ФРАГМЕНТ ТЕКСТА>
——
Без понимания того, что такое в традиционном фиджийском обществе обряд посвящения, трудно оценить глубинный смысл часто повторяющегося сюжета об изгнании людей с гор Кау-ванд-ра (см. здесь № 2, 3). Пока дети (или подчиненные) Нденгеи были малы и в прямом смысле и в переносном (т. е. были ему покорны), он держал их при себе. Когда же они прошли обращение в мир взрослых — убив чудесного помощника Нденгеи, сладкопевца Туру-кава, — им надлежит уйти и искать себе новый край. На первый взгляд удивительно, что Нденгеи, умеющий жестоко карать за ничтожную провинность, ни в одной из версий этого сюжета (ни в дохристианских, ни в испытавших библейское влияние) не убивает виновных. Тайна в том, что они, пройдя посвящение, становятся равны ему, и самое большее, что он может сделать, — это изгнать их прочь.
Особый взгляд на вещи необходим и для восприятия смешного: "этнография юмора" едва ли не самая показательная черта всякого народа, отличающая его от других. Сказки-анекдоты о свинье и собаке, крысе и собаке, фиджийский вариант сказки о лисе и журавле (№ 125), едва ли способные вызвать улыбку у тех, кто смеется над приключениями Мики-Мауса, для фиджийцев, даже в наши дни, потешнее любых комиксов.
——
ЗАДАНИЕ 1>
Перепишите без изменений часть отрывка о фиджийских сказках: начните со слов «Особый взгляд на» и закончите словами «потешнее любых комиксов.».
——
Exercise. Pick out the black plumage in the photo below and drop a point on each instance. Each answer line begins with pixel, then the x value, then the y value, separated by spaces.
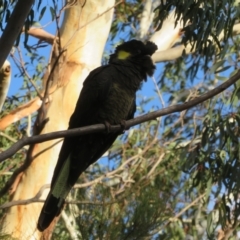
pixel 108 96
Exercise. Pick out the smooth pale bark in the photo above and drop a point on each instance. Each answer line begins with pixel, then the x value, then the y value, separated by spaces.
pixel 83 34
pixel 5 78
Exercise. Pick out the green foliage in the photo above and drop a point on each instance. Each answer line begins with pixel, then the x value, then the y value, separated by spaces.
pixel 176 177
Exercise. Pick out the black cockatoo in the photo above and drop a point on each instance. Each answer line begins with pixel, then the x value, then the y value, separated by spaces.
pixel 108 96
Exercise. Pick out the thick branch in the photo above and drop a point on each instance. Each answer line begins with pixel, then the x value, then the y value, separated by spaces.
pixel 101 127
pixel 41 34
pixel 13 28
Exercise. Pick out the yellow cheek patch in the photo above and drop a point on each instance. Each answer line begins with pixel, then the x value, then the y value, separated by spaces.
pixel 123 55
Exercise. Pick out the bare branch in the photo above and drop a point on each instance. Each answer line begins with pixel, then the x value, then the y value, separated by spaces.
pixel 41 34
pixel 101 127
pixel 14 27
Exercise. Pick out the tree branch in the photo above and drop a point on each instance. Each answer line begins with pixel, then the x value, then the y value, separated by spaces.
pixel 101 127
pixel 13 28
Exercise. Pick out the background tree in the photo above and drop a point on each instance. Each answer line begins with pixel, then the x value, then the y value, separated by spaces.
pixel 174 177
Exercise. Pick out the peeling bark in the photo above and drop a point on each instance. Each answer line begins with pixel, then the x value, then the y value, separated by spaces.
pixel 83 36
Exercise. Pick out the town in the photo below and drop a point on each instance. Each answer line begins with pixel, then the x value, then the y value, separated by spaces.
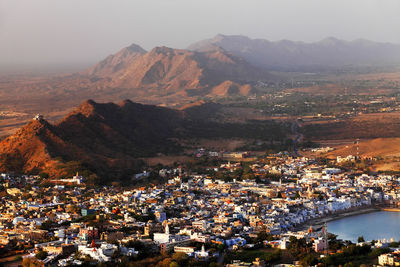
pixel 245 211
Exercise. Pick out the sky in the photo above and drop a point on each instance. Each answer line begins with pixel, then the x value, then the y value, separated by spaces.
pixel 54 33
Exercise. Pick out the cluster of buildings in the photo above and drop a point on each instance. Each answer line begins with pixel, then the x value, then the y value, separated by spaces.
pixel 71 222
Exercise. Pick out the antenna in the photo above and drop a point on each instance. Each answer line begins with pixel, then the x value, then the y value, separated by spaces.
pixel 326 238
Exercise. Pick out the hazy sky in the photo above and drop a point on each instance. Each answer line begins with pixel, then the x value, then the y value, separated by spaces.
pixel 50 32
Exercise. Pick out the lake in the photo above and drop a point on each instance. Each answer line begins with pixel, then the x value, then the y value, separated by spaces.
pixel 374 225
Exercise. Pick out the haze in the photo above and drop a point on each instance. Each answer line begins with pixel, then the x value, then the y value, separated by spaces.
pixel 73 34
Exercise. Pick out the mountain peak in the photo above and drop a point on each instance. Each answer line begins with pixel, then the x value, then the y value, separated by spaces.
pixel 136 48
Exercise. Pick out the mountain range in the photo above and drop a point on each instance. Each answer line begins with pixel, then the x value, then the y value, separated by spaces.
pixel 107 140
pixel 330 53
pixel 165 71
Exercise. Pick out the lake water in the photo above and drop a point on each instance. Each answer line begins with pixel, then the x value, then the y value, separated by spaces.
pixel 374 225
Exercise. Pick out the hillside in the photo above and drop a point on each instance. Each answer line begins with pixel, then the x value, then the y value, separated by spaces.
pixel 105 140
pixel 165 71
pixel 285 55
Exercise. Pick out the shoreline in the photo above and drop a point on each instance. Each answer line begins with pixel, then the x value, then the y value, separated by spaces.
pixel 319 222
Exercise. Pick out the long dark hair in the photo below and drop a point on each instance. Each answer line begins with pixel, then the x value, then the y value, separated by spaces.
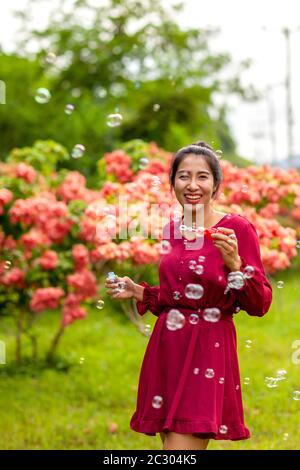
pixel 205 151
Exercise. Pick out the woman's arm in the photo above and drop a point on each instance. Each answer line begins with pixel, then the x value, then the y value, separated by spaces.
pixel 255 297
pixel 147 298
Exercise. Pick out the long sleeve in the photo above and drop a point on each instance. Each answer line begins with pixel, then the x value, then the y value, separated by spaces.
pixel 150 300
pixel 255 297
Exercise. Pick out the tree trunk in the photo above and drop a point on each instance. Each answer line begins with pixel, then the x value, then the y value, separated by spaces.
pixel 54 344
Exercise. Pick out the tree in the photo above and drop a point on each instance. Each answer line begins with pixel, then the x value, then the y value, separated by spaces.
pixel 132 58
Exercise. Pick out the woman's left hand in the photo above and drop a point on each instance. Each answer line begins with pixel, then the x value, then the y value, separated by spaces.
pixel 226 242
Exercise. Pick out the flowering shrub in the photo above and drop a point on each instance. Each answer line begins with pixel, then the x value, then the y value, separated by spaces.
pixel 57 235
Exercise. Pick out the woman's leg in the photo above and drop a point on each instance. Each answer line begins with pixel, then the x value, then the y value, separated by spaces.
pixel 176 441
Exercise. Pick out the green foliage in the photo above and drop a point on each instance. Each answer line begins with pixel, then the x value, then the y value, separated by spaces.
pixel 100 368
pixel 44 156
pixel 120 61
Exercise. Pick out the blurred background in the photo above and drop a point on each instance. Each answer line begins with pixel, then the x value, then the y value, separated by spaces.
pixel 95 97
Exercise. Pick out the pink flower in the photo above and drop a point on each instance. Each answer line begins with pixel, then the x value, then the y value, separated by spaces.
pixel 49 260
pixel 46 298
pixel 5 196
pixel 81 256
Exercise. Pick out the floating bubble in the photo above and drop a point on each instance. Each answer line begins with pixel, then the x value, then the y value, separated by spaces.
pixel 192 264
pixel 271 382
pixel 194 291
pixel 114 120
pixel 111 276
pixel 209 373
pixel 100 304
pixel 223 429
pixel 175 320
pixel 176 295
pixel 42 95
pixel 78 151
pixel 69 108
pixel 176 216
pixel 143 163
pixel 199 269
pixel 157 402
pixel 280 374
pixel 236 280
pixel 193 318
pixel 212 314
pixel 7 265
pixel 248 272
pixel 165 247
pixel 50 58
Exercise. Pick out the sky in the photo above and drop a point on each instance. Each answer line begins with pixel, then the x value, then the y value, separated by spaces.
pixel 248 29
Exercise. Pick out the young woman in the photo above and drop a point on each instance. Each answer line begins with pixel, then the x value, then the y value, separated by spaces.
pixel 189 388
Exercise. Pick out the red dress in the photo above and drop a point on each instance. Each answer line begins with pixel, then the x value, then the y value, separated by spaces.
pixel 189 380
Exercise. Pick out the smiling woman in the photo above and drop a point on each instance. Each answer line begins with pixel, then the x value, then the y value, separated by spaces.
pixel 189 388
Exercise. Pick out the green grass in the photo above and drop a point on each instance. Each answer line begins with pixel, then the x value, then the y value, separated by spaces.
pixel 70 406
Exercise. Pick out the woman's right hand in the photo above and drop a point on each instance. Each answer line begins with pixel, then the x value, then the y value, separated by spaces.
pixel 127 292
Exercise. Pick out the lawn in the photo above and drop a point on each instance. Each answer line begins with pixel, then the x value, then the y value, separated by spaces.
pixel 94 383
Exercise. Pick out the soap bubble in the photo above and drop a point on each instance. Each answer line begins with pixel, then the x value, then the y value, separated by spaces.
pixel 78 151
pixel 248 272
pixel 176 295
pixel 42 95
pixel 192 264
pixel 193 318
pixel 157 401
pixel 212 314
pixel 165 247
pixel 175 320
pixel 223 429
pixel 100 304
pixel 209 373
pixel 194 291
pixel 69 108
pixel 114 120
pixel 143 163
pixel 236 280
pixel 199 269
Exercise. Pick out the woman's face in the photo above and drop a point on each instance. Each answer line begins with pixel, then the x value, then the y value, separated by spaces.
pixel 194 182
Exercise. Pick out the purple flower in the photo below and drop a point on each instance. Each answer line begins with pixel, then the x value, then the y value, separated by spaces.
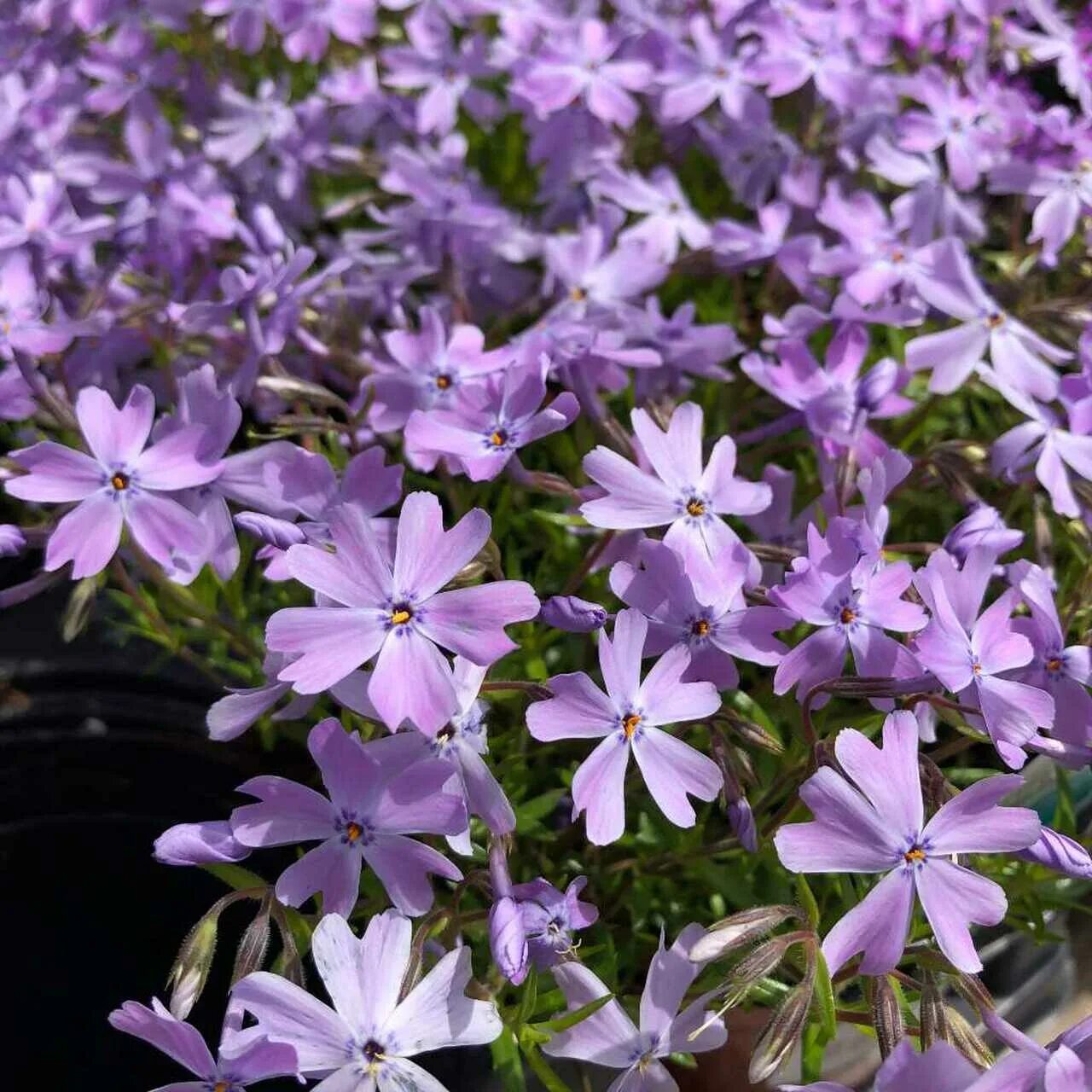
——
ЗАДАНИЕ 2>
Пожалуйста, повторите дословно строки записей: начните со строки, где есть «Exercise. Pick out the lawn», и остановитесь после последней строки записей, включив обе крайние строки. Изображения в ответ не включайте.

РЕЗУЛЬТАТ ЗАДАНИЯ 1>
Особый взгляд на вещи необходим и для восприятия смешного: "этнография юмора" едва ли не самая показательная черта всякого народа, отличающая его от других. Сказки-анекдоты о свинье и собаке, крысе и собаке, фиджийский вариант сказки о лисе и журавле (№ 125), едва ли способные вызвать улыбку у тех, кто смеется над приключениями Мики-Мауса, для фиджийцев, даже в наши дни, потешнее любых комиксов.

РЕЗУЛЬТАТ ЗАДАНИЯ 2>
Exercise. Pick out the lawn in the photo above and drop a point on each instance. Each answer line begins with pixel, then the x value, then the y value, separated by spaces.
pixel 94 383
Exercise. Pick out the soap bubble in the photo above and drop a point on each instance. Each answer line begins with pixel, then the x value, then the y value, separated by spaces.
pixel 78 151
pixel 248 272
pixel 176 295
pixel 42 95
pixel 192 264
pixel 193 318
pixel 157 401
pixel 212 314
pixel 165 247
pixel 175 320
pixel 223 429
pixel 100 304
pixel 209 373
pixel 194 291
pixel 69 108
pixel 114 120
pixel 143 163
pixel 236 280
pixel 199 269
Exercise. Pick out the woman's face in the photo above and drop a point on each instance. Each answer line begins with pixel, then the x value, then the y value, separated by spaces.
pixel 194 182
Exercise. Pick out the purple flower in the photo below and drop a point on each instance. Each answer line begins with pixel, then the x value, then the y value, separated by spaces.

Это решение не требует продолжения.